WHAT THE TASK ASKS → Copy the data below line for line, with no changes.

----

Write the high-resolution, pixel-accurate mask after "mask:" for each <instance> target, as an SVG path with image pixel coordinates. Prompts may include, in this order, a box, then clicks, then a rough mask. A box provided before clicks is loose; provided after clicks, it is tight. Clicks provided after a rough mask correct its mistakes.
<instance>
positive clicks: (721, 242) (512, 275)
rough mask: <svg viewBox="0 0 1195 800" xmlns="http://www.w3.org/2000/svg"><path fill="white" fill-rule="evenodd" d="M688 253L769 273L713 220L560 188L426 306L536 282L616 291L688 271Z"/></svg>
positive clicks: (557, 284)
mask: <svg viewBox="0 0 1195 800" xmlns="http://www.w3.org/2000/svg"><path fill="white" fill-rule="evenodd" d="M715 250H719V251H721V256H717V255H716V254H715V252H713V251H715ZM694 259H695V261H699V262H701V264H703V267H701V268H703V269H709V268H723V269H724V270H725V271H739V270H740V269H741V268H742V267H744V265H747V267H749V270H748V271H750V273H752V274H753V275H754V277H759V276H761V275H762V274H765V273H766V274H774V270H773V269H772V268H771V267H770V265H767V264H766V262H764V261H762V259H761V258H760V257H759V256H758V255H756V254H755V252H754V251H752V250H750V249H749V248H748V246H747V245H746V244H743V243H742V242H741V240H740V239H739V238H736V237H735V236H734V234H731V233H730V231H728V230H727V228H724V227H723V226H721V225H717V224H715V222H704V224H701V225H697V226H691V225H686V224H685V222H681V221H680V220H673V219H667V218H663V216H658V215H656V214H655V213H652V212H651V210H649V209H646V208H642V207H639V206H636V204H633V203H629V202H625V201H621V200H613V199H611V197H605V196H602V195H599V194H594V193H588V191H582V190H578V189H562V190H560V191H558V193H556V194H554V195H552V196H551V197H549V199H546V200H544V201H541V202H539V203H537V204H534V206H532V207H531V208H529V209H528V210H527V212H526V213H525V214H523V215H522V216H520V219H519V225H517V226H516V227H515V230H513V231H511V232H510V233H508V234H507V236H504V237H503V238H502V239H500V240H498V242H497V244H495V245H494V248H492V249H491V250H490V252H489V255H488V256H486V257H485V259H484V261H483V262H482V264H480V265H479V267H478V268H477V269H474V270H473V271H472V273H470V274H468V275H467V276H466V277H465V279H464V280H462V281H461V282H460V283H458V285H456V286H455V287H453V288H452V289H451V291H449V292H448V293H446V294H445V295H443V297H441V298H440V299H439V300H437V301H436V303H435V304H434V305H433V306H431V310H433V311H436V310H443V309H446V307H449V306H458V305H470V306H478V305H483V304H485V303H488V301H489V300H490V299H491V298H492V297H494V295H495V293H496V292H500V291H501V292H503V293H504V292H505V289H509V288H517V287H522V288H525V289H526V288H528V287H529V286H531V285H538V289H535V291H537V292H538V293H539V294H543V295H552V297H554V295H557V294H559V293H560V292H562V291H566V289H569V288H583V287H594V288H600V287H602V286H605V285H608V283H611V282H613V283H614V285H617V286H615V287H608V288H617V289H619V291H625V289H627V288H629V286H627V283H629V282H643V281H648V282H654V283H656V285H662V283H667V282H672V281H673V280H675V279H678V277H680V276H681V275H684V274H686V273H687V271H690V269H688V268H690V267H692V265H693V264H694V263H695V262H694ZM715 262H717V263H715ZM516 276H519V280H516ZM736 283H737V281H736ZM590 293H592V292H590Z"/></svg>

----

ANSWER TO THE PROBLEM →
Write the high-resolution, pixel-accurate mask after "mask:" for each <instance> target, as an SVG path with image pixel coordinates. Prompts may include, in this order, a box, then clicks, then a rough mask. A box provided before clicks is loose; provided after clicks, it is tight. Clicks provided after a rough mask correct its mistakes.
<instance>
positive clicks: (721, 242) (512, 275)
rough mask: <svg viewBox="0 0 1195 800" xmlns="http://www.w3.org/2000/svg"><path fill="white" fill-rule="evenodd" d="M688 253L769 273L713 220L560 188L426 306L536 282L616 291L688 271Z"/></svg>
positive clicks: (557, 284)
mask: <svg viewBox="0 0 1195 800" xmlns="http://www.w3.org/2000/svg"><path fill="white" fill-rule="evenodd" d="M715 250H719V251H721V256H717V255H716V254H715V252H713V251H715ZM694 259H695V261H699V262H701V264H703V267H701V268H703V269H709V268H723V269H724V270H725V271H739V270H740V269H741V268H742V267H744V265H747V267H749V270H748V271H750V273H752V274H753V275H754V277H759V276H761V275H762V274H765V273H766V274H774V270H773V269H772V268H771V267H770V265H767V264H766V262H764V261H762V259H761V258H760V257H759V256H758V255H756V254H755V252H754V251H752V250H750V249H749V248H748V246H747V245H746V244H743V243H742V242H741V240H740V239H739V238H736V237H735V236H734V234H731V233H730V231H728V230H727V228H724V227H723V226H721V225H717V224H715V222H704V224H701V225H697V226H691V225H686V224H685V222H681V221H680V220H673V219H667V218H663V216H658V215H656V214H655V213H652V212H651V210H649V209H646V208H642V207H639V206H636V204H633V203H629V202H625V201H621V200H613V199H611V197H605V196H602V195H599V194H594V193H588V191H582V190H578V189H562V190H560V191H558V193H556V194H554V195H552V196H551V197H549V199H546V200H544V201H541V202H539V203H537V204H534V206H532V207H531V208H529V209H528V210H527V212H526V213H525V214H523V215H522V216H520V219H519V225H517V226H516V227H515V230H513V231H511V232H510V233H508V234H507V236H504V237H503V238H502V239H500V240H498V242H497V244H495V245H494V248H492V249H491V250H490V252H489V255H488V256H486V257H485V259H484V261H483V262H482V264H480V265H479V267H478V268H477V269H474V270H473V271H472V273H470V274H468V275H467V276H466V277H465V279H464V280H462V281H461V282H460V283H458V285H456V286H455V287H453V288H452V289H451V291H449V292H448V293H446V294H445V295H443V297H441V298H440V299H439V300H437V301H436V303H435V304H434V305H433V306H431V310H433V311H436V310H443V309H446V307H449V306H458V305H470V306H478V305H483V304H485V303H488V301H489V300H490V299H491V298H492V297H494V295H495V293H496V292H500V291H501V292H503V293H504V292H505V289H509V288H517V287H522V288H525V289H526V288H528V287H529V286H531V285H538V289H535V291H537V292H538V293H539V294H543V295H552V297H554V295H557V294H559V293H560V292H562V291H566V289H569V288H583V287H594V288H600V287H602V286H605V285H608V283H611V282H613V283H614V285H617V286H615V287H608V288H617V289H619V291H625V289H627V288H629V286H627V283H629V282H643V281H648V282H654V283H656V285H662V283H667V282H672V281H673V280H675V279H678V277H680V276H681V275H684V274H686V273H687V271H690V269H688V268H690V267H692V265H693V264H694V263H695V262H694ZM715 262H717V263H715ZM516 276H519V280H516ZM736 283H737V281H736ZM590 293H592V292H590Z"/></svg>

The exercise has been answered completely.